[Dataset items]
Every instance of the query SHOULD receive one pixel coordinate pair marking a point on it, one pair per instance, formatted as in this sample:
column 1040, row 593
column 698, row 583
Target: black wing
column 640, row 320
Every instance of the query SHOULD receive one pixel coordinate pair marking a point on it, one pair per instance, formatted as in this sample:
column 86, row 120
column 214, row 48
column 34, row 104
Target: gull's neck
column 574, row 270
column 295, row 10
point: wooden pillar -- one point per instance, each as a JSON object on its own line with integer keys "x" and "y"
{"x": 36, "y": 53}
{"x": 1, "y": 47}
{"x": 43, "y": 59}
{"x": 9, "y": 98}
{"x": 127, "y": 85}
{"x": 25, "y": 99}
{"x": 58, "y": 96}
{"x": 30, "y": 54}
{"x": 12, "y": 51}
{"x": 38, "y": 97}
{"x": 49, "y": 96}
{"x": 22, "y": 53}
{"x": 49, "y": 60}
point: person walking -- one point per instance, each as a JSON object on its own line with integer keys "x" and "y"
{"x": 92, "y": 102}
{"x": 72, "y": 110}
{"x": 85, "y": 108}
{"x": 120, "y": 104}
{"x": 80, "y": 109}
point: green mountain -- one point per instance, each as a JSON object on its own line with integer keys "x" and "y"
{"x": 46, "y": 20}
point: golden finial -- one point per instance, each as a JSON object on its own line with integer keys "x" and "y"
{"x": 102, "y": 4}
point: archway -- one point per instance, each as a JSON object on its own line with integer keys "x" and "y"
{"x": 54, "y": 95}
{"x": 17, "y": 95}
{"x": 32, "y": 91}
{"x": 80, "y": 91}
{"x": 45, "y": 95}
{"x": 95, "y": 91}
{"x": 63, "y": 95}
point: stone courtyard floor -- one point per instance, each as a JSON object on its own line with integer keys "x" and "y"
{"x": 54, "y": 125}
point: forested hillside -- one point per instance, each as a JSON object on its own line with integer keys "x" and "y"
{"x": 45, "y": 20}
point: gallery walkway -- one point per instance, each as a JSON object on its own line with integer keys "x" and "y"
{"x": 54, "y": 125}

Your task ▸
Can you pull out, unchanged, the lines from the one containing "point: forested hillside" up to and including the last line of the rows?

Correct response ▸
point: forested hillside -- one point per instance, each as a JSON object on its own line with integer keys "x" and "y"
{"x": 45, "y": 20}
point: gallery walkway -- one point per instance, each as a JSON object on its own line with integer keys "x" and "y"
{"x": 54, "y": 125}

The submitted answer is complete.